Extracted material>
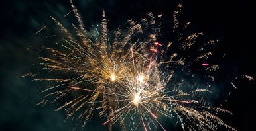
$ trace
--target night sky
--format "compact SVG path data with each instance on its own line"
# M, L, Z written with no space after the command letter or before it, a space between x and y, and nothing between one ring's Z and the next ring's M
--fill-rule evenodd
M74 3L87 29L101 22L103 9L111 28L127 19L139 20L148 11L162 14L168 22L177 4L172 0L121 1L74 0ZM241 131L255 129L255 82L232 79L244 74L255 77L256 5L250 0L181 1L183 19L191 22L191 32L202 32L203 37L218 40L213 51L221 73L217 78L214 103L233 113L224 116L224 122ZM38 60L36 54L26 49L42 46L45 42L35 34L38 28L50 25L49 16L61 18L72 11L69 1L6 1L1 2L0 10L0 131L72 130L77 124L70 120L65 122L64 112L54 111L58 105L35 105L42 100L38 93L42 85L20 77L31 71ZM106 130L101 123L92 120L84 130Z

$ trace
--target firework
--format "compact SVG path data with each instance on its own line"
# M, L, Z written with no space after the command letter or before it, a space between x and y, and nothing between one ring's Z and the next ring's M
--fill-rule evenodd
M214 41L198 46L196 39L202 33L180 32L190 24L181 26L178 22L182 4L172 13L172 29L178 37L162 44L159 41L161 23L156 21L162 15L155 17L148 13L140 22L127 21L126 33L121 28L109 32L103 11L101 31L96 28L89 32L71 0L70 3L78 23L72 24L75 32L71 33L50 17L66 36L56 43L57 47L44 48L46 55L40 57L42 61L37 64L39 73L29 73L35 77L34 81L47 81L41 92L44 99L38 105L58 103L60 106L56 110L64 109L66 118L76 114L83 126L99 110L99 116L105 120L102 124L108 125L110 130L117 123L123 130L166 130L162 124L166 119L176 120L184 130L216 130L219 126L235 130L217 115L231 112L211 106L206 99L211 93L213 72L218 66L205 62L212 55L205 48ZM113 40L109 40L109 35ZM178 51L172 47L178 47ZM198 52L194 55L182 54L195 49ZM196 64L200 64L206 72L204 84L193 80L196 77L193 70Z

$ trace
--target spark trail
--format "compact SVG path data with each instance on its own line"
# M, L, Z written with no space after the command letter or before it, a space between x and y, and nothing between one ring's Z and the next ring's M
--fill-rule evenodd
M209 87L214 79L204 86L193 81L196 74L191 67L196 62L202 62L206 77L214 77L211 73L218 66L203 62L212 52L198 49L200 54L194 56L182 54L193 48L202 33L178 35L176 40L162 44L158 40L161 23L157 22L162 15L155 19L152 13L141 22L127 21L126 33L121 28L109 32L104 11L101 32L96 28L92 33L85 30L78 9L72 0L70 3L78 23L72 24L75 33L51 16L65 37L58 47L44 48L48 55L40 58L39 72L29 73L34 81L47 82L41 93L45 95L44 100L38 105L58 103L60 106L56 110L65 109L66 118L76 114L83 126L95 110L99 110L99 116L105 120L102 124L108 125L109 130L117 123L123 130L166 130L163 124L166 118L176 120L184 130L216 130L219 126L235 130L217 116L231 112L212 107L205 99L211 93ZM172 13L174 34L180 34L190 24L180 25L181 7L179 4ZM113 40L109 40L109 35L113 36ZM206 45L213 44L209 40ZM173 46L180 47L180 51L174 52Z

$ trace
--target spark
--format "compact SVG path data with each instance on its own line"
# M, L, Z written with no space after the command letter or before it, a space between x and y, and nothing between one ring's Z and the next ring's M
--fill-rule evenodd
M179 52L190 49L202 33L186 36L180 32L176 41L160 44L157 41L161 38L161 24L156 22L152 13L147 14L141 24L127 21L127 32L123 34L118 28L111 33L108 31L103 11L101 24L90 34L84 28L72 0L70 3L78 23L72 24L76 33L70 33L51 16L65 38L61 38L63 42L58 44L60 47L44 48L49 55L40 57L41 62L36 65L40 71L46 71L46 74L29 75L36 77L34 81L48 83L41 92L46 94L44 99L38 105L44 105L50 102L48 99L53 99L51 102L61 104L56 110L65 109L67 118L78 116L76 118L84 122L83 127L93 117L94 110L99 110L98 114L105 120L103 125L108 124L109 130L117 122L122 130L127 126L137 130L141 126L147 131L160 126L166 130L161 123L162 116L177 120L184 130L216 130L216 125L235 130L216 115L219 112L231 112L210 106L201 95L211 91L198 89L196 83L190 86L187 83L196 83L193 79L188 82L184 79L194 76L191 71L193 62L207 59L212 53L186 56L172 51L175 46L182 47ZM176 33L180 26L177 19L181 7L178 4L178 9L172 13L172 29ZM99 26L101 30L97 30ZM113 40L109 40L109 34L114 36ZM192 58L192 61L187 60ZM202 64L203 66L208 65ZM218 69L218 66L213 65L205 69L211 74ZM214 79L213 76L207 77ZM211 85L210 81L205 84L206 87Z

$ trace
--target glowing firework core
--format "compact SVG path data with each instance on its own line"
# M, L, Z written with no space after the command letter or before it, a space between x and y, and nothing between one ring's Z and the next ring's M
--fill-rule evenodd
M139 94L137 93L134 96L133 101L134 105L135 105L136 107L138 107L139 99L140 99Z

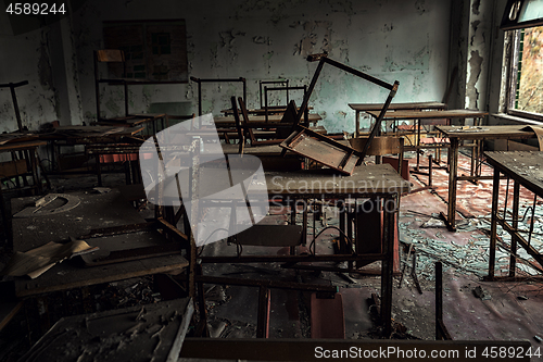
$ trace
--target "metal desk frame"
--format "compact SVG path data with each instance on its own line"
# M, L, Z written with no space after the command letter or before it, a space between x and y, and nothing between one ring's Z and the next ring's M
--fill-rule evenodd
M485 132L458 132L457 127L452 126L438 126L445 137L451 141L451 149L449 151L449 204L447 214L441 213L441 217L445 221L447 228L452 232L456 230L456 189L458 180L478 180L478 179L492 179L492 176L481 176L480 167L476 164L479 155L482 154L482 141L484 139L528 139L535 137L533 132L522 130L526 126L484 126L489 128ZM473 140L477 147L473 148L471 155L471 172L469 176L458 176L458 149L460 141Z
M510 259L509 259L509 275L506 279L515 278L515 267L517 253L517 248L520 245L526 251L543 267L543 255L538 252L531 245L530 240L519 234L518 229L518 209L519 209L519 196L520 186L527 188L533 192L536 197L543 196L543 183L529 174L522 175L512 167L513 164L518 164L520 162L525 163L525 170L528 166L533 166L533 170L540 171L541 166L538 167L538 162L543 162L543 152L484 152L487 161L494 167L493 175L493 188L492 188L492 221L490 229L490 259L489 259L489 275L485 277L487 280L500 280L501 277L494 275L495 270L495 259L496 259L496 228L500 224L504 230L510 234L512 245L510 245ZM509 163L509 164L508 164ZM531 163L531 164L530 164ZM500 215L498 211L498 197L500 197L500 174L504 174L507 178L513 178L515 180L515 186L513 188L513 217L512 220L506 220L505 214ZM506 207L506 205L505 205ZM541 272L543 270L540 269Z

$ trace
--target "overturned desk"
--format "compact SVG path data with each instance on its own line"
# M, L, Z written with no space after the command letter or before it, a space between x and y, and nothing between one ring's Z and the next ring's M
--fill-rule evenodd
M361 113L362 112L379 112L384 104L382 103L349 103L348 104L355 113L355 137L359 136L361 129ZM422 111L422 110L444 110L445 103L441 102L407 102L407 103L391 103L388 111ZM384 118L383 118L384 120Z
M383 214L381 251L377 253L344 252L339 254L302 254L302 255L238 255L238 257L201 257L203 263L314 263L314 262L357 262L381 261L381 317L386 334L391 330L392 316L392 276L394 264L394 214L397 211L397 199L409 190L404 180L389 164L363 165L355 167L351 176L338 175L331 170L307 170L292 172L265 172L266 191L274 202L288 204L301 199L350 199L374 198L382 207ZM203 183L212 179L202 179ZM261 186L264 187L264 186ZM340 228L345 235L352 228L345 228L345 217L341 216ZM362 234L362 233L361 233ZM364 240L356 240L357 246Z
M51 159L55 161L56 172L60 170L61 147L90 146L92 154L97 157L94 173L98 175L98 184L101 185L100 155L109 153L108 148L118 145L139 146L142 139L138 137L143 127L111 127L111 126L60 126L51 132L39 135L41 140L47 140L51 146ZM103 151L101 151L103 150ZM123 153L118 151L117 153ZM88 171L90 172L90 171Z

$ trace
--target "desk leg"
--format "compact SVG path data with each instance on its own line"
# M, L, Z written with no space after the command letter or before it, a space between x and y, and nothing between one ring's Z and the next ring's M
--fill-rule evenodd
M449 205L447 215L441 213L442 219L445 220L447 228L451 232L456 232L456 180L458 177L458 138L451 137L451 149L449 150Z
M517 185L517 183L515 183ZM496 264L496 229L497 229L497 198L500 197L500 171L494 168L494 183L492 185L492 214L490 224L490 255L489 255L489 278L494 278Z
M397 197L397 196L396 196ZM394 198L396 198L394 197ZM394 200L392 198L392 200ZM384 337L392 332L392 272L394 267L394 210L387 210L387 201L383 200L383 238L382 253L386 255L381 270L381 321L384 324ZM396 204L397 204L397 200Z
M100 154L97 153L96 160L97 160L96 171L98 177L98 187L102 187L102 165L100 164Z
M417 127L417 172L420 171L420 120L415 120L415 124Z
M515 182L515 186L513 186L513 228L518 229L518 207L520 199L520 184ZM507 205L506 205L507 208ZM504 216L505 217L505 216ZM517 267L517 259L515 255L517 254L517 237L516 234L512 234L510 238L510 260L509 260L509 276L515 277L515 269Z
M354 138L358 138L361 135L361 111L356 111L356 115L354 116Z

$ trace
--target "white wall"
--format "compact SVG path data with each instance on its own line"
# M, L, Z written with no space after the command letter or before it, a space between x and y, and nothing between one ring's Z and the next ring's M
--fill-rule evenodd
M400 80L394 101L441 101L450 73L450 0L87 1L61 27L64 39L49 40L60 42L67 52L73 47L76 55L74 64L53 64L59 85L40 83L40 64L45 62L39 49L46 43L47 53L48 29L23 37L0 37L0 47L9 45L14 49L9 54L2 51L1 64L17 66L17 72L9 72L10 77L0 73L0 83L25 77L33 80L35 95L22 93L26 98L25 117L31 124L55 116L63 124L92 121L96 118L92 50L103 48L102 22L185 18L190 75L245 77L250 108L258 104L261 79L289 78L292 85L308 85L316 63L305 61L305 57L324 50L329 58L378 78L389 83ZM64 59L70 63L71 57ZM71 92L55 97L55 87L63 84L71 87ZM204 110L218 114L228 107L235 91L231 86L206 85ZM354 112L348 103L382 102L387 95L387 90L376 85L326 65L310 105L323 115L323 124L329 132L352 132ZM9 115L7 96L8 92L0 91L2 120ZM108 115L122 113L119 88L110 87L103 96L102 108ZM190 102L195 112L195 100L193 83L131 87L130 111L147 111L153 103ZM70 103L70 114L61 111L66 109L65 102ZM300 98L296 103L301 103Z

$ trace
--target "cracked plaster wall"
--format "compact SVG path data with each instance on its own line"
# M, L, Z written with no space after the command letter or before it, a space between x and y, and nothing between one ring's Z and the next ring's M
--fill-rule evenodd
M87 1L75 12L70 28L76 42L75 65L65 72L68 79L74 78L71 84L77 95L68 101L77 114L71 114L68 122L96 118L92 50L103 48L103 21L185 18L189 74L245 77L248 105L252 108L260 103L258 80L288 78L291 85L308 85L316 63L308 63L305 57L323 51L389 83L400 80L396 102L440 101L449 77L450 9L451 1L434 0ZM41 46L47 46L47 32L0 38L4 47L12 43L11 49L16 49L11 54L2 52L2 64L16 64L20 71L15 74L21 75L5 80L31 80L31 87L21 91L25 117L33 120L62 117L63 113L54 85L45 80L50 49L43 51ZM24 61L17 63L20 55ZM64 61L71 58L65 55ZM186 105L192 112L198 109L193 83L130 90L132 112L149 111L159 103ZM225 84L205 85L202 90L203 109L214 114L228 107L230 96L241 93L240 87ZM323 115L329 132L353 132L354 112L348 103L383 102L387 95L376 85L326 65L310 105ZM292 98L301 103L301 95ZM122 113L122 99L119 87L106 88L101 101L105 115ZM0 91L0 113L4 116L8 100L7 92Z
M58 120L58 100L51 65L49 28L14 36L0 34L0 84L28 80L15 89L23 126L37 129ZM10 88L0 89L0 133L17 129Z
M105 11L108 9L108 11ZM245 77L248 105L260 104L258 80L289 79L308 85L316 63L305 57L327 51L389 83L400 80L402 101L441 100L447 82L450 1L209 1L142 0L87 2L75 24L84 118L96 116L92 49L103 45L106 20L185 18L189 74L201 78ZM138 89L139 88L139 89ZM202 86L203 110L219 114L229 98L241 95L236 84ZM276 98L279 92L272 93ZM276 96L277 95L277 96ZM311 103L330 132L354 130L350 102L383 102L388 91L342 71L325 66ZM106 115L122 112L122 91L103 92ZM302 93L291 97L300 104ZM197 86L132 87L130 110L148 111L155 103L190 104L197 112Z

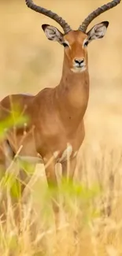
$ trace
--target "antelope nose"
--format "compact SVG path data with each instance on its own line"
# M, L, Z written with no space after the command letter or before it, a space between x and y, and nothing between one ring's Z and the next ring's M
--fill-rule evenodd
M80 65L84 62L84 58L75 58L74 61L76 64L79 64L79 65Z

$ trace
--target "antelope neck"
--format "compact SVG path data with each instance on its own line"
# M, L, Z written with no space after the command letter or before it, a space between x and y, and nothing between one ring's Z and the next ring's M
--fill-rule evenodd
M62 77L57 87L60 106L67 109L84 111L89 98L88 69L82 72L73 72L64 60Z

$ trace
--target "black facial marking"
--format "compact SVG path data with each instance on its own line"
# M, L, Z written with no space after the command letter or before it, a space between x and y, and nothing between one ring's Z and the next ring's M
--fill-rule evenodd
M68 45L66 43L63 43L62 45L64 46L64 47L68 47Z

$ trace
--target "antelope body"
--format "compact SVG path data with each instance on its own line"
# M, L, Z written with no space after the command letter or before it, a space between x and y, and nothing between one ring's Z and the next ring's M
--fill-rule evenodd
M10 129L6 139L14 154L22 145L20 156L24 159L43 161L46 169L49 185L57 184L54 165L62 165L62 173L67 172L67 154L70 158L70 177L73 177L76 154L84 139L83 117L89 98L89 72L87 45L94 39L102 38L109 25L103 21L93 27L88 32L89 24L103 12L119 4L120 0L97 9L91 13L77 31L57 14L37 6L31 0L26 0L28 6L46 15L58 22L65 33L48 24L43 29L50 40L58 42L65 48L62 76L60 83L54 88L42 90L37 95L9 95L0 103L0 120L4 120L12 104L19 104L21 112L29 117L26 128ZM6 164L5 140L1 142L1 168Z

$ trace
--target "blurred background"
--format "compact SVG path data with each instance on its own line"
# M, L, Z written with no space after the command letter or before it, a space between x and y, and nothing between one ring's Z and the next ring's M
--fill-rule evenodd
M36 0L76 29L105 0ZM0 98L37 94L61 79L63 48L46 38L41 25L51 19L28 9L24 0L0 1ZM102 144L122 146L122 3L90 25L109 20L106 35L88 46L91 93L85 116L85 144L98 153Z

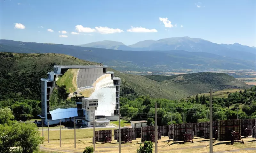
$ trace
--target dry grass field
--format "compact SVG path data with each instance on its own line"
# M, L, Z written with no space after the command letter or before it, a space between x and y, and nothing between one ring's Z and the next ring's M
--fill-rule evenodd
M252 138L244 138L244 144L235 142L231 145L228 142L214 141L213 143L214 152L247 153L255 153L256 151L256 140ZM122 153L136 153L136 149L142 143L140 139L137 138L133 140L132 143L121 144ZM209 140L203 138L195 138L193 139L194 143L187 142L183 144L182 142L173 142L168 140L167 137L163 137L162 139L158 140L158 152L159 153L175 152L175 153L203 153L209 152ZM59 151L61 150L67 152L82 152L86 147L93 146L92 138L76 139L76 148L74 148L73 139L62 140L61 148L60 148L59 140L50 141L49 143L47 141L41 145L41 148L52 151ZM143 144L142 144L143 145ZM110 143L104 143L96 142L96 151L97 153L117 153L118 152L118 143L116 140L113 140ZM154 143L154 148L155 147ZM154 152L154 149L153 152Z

Requirements> Return, unchanged, the part of the material that opens with its first line and closes with the line containing "M74 3L87 29L101", including both ends. Leave the pictures out.

Final answer>
$ trace
--target night sky
--format "compact SVG path data with each instance on its own line"
# M, L, Z written with no space after the command letter or before it, a space between x and y, and nothing between one ring's Z and the next ring's M
--fill-rule evenodd
M74 3L87 29L101 22L103 9L111 28L127 19L139 20L148 11L162 14L168 22L177 4L172 0L121 1L74 0ZM241 131L255 129L255 82L232 79L244 74L255 77L256 5L250 0L181 1L183 19L191 22L191 32L202 32L203 37L218 40L213 51L221 73L217 78L214 103L233 113L224 116L224 122ZM38 60L36 54L26 49L42 46L45 42L35 34L38 28L50 25L49 16L61 18L72 11L69 1L6 1L1 2L0 10L0 131L72 130L77 124L70 120L65 122L64 112L54 111L58 105L35 105L42 100L38 93L42 85L20 77L31 71ZM106 130L101 123L92 120L84 130Z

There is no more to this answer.